** Opening EXCERPTED RECORDS block **
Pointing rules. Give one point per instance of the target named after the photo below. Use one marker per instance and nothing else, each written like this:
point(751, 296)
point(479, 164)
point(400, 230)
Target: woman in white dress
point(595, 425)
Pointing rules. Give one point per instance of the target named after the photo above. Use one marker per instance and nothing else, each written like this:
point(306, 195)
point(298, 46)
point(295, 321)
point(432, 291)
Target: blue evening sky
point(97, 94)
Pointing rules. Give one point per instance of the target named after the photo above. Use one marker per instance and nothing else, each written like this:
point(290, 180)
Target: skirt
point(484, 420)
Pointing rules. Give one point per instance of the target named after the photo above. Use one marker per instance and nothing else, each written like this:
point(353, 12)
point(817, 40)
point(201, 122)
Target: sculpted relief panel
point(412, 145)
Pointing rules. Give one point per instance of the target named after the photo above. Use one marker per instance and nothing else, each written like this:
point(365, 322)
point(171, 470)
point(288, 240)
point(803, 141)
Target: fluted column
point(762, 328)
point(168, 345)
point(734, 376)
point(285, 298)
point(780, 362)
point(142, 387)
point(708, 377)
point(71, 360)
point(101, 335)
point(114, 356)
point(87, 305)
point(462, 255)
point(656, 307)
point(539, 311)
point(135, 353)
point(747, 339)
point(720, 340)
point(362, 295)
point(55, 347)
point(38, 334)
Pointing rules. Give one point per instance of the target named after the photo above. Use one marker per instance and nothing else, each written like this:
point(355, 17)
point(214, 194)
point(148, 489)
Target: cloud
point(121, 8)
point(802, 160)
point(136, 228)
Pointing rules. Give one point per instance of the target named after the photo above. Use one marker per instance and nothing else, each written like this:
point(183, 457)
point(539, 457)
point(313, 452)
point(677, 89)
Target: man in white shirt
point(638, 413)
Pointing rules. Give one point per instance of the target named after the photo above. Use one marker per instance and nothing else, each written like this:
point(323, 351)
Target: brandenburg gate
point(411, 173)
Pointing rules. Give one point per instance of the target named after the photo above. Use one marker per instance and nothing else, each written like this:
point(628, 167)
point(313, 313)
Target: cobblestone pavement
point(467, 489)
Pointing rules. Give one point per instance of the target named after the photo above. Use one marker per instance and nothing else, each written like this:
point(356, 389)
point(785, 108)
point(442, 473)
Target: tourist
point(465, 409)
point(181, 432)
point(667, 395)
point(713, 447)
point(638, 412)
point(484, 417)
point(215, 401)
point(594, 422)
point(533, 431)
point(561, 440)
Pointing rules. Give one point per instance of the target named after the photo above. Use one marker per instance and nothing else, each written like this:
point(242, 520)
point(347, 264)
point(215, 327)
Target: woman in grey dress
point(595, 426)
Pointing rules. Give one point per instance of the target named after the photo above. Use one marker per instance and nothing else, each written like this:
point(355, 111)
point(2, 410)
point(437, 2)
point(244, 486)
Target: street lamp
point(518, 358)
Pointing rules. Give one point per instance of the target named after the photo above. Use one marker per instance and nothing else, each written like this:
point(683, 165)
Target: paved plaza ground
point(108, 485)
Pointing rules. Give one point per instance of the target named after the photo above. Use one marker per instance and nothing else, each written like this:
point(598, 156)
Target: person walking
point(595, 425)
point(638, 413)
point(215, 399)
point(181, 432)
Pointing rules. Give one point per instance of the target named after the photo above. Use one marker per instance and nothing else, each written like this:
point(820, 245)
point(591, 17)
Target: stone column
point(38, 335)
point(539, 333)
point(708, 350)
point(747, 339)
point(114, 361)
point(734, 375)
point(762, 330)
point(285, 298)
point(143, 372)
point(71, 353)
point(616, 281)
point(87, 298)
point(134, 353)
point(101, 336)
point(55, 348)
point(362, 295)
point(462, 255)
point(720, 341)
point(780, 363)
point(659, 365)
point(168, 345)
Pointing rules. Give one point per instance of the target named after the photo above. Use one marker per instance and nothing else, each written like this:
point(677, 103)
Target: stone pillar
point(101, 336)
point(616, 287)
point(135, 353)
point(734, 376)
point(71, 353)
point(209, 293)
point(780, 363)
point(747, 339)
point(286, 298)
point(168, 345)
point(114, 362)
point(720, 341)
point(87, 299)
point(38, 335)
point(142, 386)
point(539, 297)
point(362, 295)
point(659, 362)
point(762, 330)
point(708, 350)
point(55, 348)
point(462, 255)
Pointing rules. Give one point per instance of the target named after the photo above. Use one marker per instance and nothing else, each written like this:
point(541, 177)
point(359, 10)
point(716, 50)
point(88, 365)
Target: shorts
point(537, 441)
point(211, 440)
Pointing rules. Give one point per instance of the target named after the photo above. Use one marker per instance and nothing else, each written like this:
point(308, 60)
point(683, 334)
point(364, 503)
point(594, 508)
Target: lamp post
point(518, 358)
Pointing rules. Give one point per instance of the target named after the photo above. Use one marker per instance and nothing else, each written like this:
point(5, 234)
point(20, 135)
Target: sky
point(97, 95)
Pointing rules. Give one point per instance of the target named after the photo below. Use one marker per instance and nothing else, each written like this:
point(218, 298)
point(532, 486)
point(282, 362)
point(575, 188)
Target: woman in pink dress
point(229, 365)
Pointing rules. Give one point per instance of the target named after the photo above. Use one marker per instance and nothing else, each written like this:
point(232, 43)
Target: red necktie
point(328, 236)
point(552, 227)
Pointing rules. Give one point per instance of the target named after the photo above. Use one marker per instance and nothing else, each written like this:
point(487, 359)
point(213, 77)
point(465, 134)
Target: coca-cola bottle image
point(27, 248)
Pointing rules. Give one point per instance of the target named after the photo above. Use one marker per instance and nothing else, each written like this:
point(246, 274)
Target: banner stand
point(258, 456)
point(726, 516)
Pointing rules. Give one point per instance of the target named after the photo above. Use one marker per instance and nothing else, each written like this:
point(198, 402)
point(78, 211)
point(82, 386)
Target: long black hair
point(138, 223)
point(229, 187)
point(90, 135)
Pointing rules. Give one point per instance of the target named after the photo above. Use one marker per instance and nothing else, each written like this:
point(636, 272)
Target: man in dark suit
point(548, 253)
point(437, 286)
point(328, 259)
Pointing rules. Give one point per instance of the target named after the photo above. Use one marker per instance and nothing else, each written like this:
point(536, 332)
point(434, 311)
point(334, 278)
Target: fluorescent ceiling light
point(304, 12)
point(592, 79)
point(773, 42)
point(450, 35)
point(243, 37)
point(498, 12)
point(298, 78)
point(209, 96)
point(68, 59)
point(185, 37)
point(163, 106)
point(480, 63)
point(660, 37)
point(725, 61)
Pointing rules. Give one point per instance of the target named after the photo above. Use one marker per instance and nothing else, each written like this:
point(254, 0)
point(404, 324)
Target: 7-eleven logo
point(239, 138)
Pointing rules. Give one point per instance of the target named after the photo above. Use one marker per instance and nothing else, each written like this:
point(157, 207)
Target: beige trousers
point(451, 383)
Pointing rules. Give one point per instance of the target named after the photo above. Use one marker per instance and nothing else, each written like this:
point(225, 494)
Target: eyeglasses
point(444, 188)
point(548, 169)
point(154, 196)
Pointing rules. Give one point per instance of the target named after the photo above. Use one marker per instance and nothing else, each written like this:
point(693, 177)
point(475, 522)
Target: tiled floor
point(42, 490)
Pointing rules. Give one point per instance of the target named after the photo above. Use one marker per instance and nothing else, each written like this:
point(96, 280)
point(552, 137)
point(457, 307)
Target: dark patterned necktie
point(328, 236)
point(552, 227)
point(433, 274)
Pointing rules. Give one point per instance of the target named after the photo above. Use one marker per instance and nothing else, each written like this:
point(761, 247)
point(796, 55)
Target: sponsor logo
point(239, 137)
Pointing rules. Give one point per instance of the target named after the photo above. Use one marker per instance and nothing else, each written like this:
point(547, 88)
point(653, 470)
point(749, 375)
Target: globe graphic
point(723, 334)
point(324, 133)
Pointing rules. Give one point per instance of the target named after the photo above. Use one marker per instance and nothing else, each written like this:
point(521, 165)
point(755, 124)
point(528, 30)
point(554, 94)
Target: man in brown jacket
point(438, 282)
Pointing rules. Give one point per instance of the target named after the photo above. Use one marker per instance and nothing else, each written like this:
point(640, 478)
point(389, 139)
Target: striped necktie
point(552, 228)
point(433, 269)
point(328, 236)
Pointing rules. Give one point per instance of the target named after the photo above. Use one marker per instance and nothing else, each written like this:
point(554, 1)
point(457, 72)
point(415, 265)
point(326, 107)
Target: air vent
** Closing EXCERPTED RECORDS block **
EXERCISE OBJECTIVE: In the data above, which lines lie between the line with "Target: fluted column" and the line with "point(628, 167)", inclusive? Print those lines exactly and nothing else.

TASK SOLUTION:
Target: fluted column
point(762, 328)
point(168, 345)
point(734, 376)
point(285, 298)
point(780, 362)
point(142, 387)
point(708, 377)
point(71, 360)
point(101, 335)
point(114, 356)
point(87, 305)
point(462, 255)
point(656, 307)
point(539, 311)
point(135, 353)
point(747, 339)
point(720, 340)
point(362, 295)
point(55, 347)
point(38, 334)
Pointing rules. Give one point per instance of the target named after the photo above. Use one marker per instance and nothing else, each written like this:
point(355, 17)
point(214, 194)
point(148, 489)
Target: cloud
point(121, 8)
point(802, 160)
point(136, 228)
Pointing rules. Give one point per instance of the target named after the photo above. Use one marker per instance and nothing else, each written like this:
point(183, 457)
point(539, 457)
point(313, 452)
point(677, 89)
Target: man in white shirt
point(638, 413)
Pointing rules. Give one point per instance of the target named after the photo above. Use one marker per instance and nothing else, each written like this:
point(323, 351)
Target: brandenburg gate
point(411, 173)
Pointing rules. Give one point per instance of the target named after the photo above. Use one marker per instance and nothing else, each written like this:
point(628, 167)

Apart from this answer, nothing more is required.